_Work required_.
Each entry should be written out again exactly, so that nothing is lost.

_Dataset excerpts_.
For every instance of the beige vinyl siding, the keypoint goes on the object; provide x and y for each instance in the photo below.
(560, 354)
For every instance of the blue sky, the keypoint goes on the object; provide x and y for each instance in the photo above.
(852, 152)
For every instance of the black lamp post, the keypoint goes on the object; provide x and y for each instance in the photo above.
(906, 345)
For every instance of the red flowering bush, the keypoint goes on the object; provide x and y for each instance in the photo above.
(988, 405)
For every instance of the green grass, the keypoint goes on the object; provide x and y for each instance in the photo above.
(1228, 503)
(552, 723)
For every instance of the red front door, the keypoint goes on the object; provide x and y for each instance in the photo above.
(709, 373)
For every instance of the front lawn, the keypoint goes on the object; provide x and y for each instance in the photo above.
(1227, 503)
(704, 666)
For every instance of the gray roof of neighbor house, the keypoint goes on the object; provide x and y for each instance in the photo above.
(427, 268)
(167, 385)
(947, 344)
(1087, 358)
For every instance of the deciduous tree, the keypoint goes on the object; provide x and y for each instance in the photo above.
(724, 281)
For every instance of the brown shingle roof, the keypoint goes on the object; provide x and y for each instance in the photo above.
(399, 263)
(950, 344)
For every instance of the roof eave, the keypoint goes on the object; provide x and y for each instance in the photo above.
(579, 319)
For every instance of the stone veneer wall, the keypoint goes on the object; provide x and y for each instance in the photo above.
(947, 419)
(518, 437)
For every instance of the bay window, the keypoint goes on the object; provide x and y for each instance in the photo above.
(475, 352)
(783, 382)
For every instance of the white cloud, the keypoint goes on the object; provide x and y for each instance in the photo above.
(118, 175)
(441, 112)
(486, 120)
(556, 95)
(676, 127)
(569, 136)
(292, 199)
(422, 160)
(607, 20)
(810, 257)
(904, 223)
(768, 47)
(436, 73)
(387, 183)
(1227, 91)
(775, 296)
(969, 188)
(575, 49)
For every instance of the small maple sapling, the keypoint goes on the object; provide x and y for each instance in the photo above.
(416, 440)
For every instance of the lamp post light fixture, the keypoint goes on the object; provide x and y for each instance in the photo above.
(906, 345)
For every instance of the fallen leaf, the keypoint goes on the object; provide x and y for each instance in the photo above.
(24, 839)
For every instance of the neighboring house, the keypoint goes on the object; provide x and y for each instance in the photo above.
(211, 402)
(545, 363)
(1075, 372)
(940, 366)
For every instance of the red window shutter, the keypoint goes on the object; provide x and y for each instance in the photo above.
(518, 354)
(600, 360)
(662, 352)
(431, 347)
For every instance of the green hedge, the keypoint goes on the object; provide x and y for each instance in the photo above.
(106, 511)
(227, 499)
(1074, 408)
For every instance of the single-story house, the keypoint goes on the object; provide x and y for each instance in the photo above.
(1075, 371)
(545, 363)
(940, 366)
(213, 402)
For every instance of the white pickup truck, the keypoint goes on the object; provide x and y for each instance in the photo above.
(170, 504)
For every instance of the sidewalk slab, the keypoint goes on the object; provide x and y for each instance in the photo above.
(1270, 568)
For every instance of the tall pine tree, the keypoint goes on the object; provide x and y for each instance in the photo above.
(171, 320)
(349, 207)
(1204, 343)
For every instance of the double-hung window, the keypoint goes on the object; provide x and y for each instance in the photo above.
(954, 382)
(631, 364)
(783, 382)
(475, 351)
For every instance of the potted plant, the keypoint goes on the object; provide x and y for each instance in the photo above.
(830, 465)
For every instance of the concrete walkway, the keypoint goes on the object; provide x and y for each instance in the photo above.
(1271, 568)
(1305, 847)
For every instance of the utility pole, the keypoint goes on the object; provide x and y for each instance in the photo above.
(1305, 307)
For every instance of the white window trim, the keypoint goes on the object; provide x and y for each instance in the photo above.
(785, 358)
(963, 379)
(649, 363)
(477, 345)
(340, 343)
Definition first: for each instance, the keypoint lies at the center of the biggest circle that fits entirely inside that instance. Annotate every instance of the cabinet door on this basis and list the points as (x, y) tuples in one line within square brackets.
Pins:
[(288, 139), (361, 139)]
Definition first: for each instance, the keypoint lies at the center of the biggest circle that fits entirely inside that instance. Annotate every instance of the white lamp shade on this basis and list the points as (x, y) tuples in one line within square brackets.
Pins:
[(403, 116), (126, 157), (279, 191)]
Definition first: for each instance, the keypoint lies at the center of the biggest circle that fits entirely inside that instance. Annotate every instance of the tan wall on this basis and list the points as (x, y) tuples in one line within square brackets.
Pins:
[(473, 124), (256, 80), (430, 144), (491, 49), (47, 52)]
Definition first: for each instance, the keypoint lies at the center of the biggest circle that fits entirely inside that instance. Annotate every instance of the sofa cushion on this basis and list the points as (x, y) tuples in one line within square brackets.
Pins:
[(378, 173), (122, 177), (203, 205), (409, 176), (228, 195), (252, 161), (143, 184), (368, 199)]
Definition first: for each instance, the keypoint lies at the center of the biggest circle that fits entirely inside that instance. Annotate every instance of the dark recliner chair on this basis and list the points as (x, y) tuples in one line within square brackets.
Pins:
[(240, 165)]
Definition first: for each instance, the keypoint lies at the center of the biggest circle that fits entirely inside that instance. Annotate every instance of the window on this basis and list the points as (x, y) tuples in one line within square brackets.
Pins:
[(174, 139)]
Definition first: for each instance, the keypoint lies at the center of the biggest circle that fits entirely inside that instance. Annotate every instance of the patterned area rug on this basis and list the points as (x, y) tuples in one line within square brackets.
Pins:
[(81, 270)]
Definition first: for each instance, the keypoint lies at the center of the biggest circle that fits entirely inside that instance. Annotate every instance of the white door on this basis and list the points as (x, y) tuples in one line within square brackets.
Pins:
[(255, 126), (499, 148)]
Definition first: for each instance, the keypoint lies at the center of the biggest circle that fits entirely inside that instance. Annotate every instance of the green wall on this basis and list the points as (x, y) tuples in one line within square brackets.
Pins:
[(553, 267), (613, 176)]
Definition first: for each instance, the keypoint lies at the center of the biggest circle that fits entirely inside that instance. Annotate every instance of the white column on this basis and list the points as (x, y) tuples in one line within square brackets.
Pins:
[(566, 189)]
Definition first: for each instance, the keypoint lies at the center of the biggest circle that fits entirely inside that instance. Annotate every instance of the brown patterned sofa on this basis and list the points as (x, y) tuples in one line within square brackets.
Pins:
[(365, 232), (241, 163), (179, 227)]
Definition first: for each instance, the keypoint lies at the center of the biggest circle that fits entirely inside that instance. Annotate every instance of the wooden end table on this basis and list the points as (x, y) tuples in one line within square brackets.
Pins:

_Solution for this problem_.
For every instance of the beige vinyl siding, the keypoint goes on the object; provide x and y for each instance in the photo below.
(560, 354)
For every instance of the blue sky, the keypoint goes on the object; provide x and y for each instance in the photo above.
(852, 152)
For every instance of the black lamp post, the keypoint goes on the object; provide x and y for each instance in the photo above.
(906, 345)
For every instance of the red flowering bush, the keypoint goes on the object; provide x and y for each instance in the photo above.
(988, 405)
For every instance of the green grass, the keypoint goes on the object; provide x and y for each instance in the photo above.
(1228, 503)
(552, 723)
For every instance of the red front door, the keypoint goes on the object; provide x and y for each instance in the photo above.
(709, 373)
For every instance of the front lawn, the keypoint goes on the object; provide x and y for each instance in the photo above.
(1227, 503)
(704, 666)
For every instance of the gray roof of neighbor house, the keypoint goes on the object; provide x and y for each instance in the photo above.
(427, 268)
(167, 385)
(947, 344)
(1087, 358)
For every instance of the deciduous tree, the keypoint goes on the object; provide x and y for each instance in the photo above.
(724, 281)
For every instance of the brown shingle roof, the keypoint goes on the object; provide x and y for each instance in the photo above.
(399, 263)
(950, 344)
For every instance of the roof eave, the keypoint goes on the object; provide x and y for each instance in the photo above.
(579, 319)
For every instance of the stone veneer wall, the keypoint goes on the object; provide x and y for each instance in the photo above.
(947, 419)
(518, 437)
For every instance of the bay window, the keypoint goes on the object; provide x and y for each instance in the photo above.
(475, 352)
(783, 382)
For every instance of the white cloud, the keypoint goes on the object; provide x and y for each instance in the photo above.
(118, 175)
(441, 112)
(486, 120)
(556, 95)
(676, 127)
(569, 136)
(292, 199)
(422, 160)
(607, 20)
(810, 257)
(904, 223)
(768, 47)
(436, 73)
(387, 183)
(1227, 91)
(775, 296)
(969, 188)
(575, 49)
For every instance of the small maple sapling, the keypoint goes on the object; provide x and y for each instance in the photo above.
(416, 440)
For every instance of the lamp post light fixture, the keypoint goes on the object; provide x and y for each instance in the photo above.
(906, 345)
For every instance of the fallen leaf, the keypoint goes on the object; provide x and y for each instance in the photo above.
(24, 839)
For every instance of the neighboring house, the keypoint goes on the object; provide x and y for each instance in the photo above.
(211, 402)
(545, 363)
(1075, 372)
(940, 366)
For every instance of the red window shutter, the keypoint goes on the object; provide x and y for each instance in the photo above.
(518, 354)
(600, 360)
(662, 352)
(431, 347)
For every instance of the green hedge, the keypoint goes on the object; provide x and y for each instance in the photo above.
(106, 511)
(227, 499)
(1074, 408)
For every instance of the single-story house, the keypoint goes on the object; provide x and y for each instance in the photo above.
(1075, 371)
(545, 363)
(940, 366)
(213, 402)
For every instance of the white pickup truck, the keypoint goes on the object; provide x and y for each instance in the photo above.
(170, 504)
For every instance of the sidewalk slab, the keypoint goes on the object; provide x and y for each instance in the photo above.
(1270, 568)
For every instance of the tall pine tree, the keypoint goes on the object; provide x and y for each instance in the photo above.
(171, 320)
(349, 207)
(1204, 343)
For every instance of the double-hung window, the keypoint goes on the object; provide x and y for each instance in the photo above.
(954, 382)
(631, 364)
(783, 382)
(475, 351)
For every instance of the potted plant, the keypoint goes on the object; provide x and y for each instance in the photo above.
(830, 465)
For every instance of the concrete walkway, the keypoint goes on the object; provide x and y for each instance in the photo above.
(1271, 568)
(1305, 847)
For every instance of the utility pole, the keypoint goes on the object; provide x and y for each instance in the photo above.
(1305, 307)
For every instance of the white window trim, the keypoint goes on the object; provide x and y for each instance in the photo above.
(785, 358)
(963, 379)
(649, 363)
(477, 345)
(340, 343)
Definition first: for each instance, the keypoint lies at the center of the biggest circle that fits entirely inside that instance. Annotate every instance of the cabinet door on this basis and list the points as (x, y) tuples in one line within square brackets.
Pins:
[(288, 139), (361, 139)]
Definition first: for each instance, the keypoint lies at the center of the biggest circle that fits entirely inside that instance. Annotate every instance of the white lamp shade on this basis and list the points as (x, y) tuples in one line within square brackets.
Pins:
[(403, 116), (126, 157), (279, 191)]
Definition first: for each instance, the keypoint lies at the center of the biggest circle that fits entirely inside that instance. Annotate every instance of the tan wall on this basis and list the points as (x, y) tuples in one line within square brackets.
Pins:
[(473, 124), (256, 80), (430, 144), (491, 49), (47, 52)]
Definition first: for each instance, the keypoint lies at the center of the biggest circle that fits entirely inside that instance. Annotate every instance of the sofa cushion on this basis and list the points as (x, y) tuples in one line within square brackets.
Pins:
[(378, 173), (122, 177), (203, 205), (409, 176), (228, 195), (252, 161), (143, 184), (368, 199)]
Definition first: for each instance, the keypoint lies at the center of the biggest circle that fits entirely inside that instance. Annotate every instance of the dark recliner chair on this basis and list the points as (x, y) tuples in one line within square brackets.
Pins:
[(240, 165)]
Definition first: for each instance, the keypoint lies at the center of the biggest circle that fits entirely inside that instance. Annotate every instance of the window on this basis and list the points as (x, y) tuples in one line within square brackets.
Pins:
[(174, 139)]
Definition first: for each instance, the keypoint lies at the center of the biggest circle that fits entirely inside that instance. Annotate every instance of the patterned area rug on this basis and list the points as (x, y) tuples in one line within square brackets.
Pins:
[(81, 270)]
Definition first: for each instance, the keypoint lies at the center of the biggest circle that fits entirely inside that instance. Annotate every instance of the white door on this basis and list the points as (x, y) tuples in one line within square brackets.
Pins:
[(255, 126), (499, 148)]
Definition first: for each instance, the keypoint lies at the center of the biggest circle that fits entirely inside that instance. Annotate every instance of the green wall on this basis and list the points as (x, y) tuples in one line within square brackets.
Pins:
[(553, 267), (613, 176)]
Definition first: for each instance, the keypoint lies at the center of the biggest circle that fits entirely inside that instance. Annotate every instance of the white column on this basis and list the points as (x, y) tuples in one line within square brackets.
Pins:
[(566, 189)]
Definition first: for each instance, the keypoint lies at the center of the biggest circle that fits entirely inside that instance. Annotate every instance of the brown patterned sofa on this basis and list the points as (x, y) tuples in one line within square brackets.
Pins:
[(365, 232), (241, 163), (179, 227)]
Definition first: for each instance, the keypoint lies at the center of the biggest circle that fits entirely inside that instance. Annotate every instance of the wooden end table on this basis and list the points as (x, y) tuples in one line within square brackets.
Pins:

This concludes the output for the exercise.